== Source text

Over the past five years, Australians have missed out on $24.4 billion in unpaid super, affecting millions of workers. It’s a problem that will put real pressure on household finances in retirement by denying individual workers tens of thousands of extra savings for life after work.

Payday super laws were promised back in 2023 and employers, payroll providers and the super system have had 3 years to prepare. Many businesses are also already operating this way. In fact, around 80% of large businesses and about half of small and medium employers already pay super monthly or more frequently.

For the many thousands of employers who already pay super with wages – which means they already factor their super obligations into their weekly, fortnightly or monthly cash-flow cycles – payday super helps level the playing field with competing businesses. Now all businesses will need to pay super on the same cycle.

A one‑year grace period for employers doing the right thing

From 1 July 2026 the key changes coming are:

Super will need to hit employee super balances within 7 days from wages being paid

The basis for calculating the payment has been widened to what’s called ‘qualifying earnings’

There are also some process changes including the means by which super is paid, that stakeholders should be aware of

To help businesses adjust, the Government has built in a 12‑month grace period from 1 July 2026.

This means employers who take reasonable steps to comply will not be penalised if super payments are delayed because of factors genuinely outside their control – for example, processing errors or timing issues beyond the employer’s influence.

The focus is on helping employers transition smoothly, not on catching out businesses that are trying to comply.

Practical steps to get ready for payday super

Here are some sensible actions employers can take now to avoid a last‑minute rush.

====
== Provided material

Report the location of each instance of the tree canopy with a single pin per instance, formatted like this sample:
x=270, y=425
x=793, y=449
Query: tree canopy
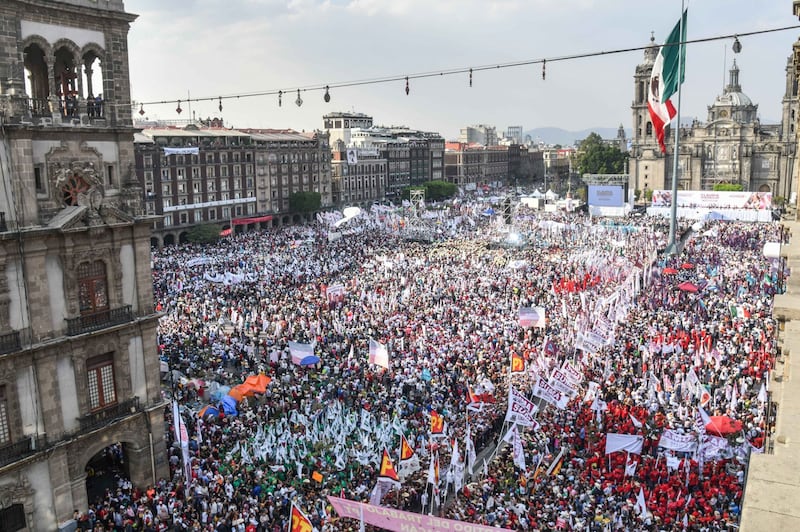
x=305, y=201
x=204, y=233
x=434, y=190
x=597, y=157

====
== Provided material

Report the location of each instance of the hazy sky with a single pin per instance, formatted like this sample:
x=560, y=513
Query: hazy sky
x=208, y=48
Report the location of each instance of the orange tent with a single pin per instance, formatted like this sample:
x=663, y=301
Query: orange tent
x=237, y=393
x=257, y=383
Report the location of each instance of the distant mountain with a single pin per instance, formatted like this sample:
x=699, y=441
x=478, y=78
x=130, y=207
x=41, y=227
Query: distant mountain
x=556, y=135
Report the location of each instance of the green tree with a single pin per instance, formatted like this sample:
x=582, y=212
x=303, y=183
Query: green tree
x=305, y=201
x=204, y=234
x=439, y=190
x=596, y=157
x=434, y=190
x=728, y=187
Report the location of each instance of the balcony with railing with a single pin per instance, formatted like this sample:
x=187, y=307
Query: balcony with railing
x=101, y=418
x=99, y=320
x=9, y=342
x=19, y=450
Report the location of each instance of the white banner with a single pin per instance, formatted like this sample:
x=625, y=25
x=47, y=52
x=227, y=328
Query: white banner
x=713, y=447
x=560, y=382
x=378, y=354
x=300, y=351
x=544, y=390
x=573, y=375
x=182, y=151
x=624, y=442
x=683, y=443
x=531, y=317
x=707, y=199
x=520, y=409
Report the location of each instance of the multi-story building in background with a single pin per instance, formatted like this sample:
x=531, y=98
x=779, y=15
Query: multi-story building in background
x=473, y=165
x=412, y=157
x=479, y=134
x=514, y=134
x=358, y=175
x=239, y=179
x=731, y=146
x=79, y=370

====

What is being asked:
Continue the payday super article above, starting right after its final sentence.

Written response:
1. Check your payroll software: Contact your payroll provider to confirm when payday super functionality will be switched on, and what changes (if any) you’ll need to make. Don’t assume it will happen automatically.

2. Understand the cash‑flow change: Super will move from quarterly payments to every pay cycle. For businesses with weekly or fortnightly payrolls, this means paying smaller amounts more often. Reviewing cash‑flow settings now will help avoid pressure later.

3. Clean up employee super details: Incorrect super fund details can cause payments to bounce back. Make sure employee fund information is up to date so contributions aren’t delayed.

4. Talk to your accountant or adviser: The earnings base for calculating super is changing. A quick check with an adviser can ensure payroll calculations will be compliant from day one.

5. Plan for the closure of the Small Business Superannuation Clearing House: The ATO’s Small Business Superannuation Clearing House will close on 1 July 2026. If you’re using it, you’ll need to move to an alternative arrangement before then.

6. Communicate with your staff: Employees may notice super appearing with every payslip. Let them know what’s changing, and encourage them to check their fund details.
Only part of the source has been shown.